:: Exercises ::
1. Decide whether each statement agrees with the BBR bandwidth post, answering yes or no and quoting the deciding words: (a) each VM had 128 MiB of RAM; (b) with Reno on both VMs, the upload cwnd varied; (c) with BBR on both VMs, download reached 3.39 Gbits/sec.
2. Shorten the paragraph of the BBR bandwidth post beginning "I've faced an issue" while keeping its main facts.
3. Duplicate the section of the BBR bandwidth post from "1) BBR on both" to "1.20 MBytes (constant)".
··· Reading text
TCP and BBR: reproducibly low cwnd and bandwidth

From: Oleksandr Natalenko
Date: Thu Feb 15 2018 - 15:42:35 EST


Hello.

I've faced an issue with a limited TCP bandwidth between my laptop and a
server in my 1 Gbps LAN while using BBR as a congestion control mechanism. To
verify my observations, I've set up 2 KVM VMs with the following parameters:

1) Linux v4.15.3
2) virtio NICs
3) 128 MiB of RAM
4) 2 vCPUs
5) tested on both non-PREEMPT/100 Hz and PREEMPT/1000 Hz

The VMs are interconnected via host bridge (-netdev bridge). I was running
iperf3 in the default and reverse mode. Here are the results:

1) BBR on both VMs

upload: 3.42 Gbits/sec, cwnd ~ 320 KBytes
download: 3.39 Gbits/sec, cwnd ~ 320 KBytes

2) Reno on both VMs

upload: 5.50 Gbits/sec, cwnd = 976 KBytes (constant)
download: 5.22 Gbits/sec, cwnd = 1.20 MBytes (constant)

3) Reno on client, BBR on server

upload: 5.29 Gbits/sec, cwnd = 952 KBytes (constant)
download: 3.45 Gbits/sec, cwnd ~ 320 KBytes

4) BBR on client, Reno on server

upload: 3.36 Gbits/sec, cwnd ~ 370 KBytes
download: 5.21 Gbits/sec, cwnd = 887 KBytes (constant)
······
··· Data rows
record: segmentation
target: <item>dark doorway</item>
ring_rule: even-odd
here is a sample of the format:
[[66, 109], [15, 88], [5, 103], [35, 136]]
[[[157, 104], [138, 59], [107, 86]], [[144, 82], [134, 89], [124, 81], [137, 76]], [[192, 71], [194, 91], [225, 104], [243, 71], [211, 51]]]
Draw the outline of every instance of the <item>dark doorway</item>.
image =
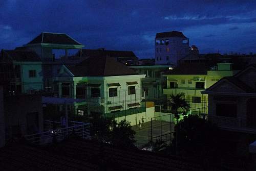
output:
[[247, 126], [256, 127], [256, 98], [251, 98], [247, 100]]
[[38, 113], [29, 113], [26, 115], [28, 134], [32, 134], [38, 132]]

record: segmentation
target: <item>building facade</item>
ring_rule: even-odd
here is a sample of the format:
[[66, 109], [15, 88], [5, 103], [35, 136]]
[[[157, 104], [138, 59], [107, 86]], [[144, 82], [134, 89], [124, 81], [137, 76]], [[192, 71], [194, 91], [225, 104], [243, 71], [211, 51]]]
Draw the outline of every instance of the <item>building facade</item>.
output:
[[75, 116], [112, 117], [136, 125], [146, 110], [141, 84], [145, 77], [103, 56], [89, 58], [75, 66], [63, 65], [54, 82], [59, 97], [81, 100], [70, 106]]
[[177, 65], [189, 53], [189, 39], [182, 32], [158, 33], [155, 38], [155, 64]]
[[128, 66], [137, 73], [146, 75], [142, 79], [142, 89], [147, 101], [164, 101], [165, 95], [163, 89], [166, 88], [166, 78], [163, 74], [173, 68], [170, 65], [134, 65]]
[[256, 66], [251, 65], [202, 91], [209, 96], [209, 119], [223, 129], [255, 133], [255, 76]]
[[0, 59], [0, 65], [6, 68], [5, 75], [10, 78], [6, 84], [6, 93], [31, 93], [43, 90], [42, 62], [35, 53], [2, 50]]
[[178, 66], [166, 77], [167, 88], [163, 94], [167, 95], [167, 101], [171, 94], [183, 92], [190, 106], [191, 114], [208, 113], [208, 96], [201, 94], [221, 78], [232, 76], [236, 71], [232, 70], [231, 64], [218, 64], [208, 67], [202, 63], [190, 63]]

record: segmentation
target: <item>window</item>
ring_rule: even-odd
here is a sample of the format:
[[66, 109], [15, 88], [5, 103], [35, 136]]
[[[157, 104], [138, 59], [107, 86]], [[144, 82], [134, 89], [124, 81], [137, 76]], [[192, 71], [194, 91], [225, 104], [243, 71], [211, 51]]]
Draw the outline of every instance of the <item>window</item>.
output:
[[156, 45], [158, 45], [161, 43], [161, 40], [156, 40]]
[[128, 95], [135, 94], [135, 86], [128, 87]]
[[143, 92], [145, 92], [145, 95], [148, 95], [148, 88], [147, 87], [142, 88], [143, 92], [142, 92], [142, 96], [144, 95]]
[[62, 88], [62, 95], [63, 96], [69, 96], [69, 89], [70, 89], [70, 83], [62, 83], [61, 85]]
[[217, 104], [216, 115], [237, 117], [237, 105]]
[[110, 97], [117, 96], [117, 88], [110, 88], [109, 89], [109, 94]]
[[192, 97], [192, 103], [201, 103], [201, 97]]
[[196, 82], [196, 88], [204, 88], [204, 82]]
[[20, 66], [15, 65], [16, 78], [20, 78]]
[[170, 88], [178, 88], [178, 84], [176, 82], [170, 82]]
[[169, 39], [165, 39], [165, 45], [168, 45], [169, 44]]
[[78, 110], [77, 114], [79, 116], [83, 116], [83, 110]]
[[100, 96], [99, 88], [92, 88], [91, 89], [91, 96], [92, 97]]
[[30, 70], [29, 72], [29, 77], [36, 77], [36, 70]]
······
:: Final results ::
1.
(a) Yes: "128 MiB of RAM"
(b) No: "cwnd = 976 KBytes (constant)"
(c) Yes: "download: 3.39 Gbits/sec"

2. Using BBR congestion control, the poster saw limited TCP bandwidth between a laptop and a server on a 1 Gbps LAN, and set up two KVM VMs to check this.

3.
1) BBR on both VMs

upload: 3.42 Gbits/sec, cwnd ~ 320 KBytes
download: 3.39 Gbits/sec, cwnd ~ 320 KBytes

2) Reno on both VMs

upload: 5.50 Gbits/sec, cwnd = 976 KBytes (constant)
download: 5.22 Gbits/sec, cwnd = 1.20 MBytes (constant)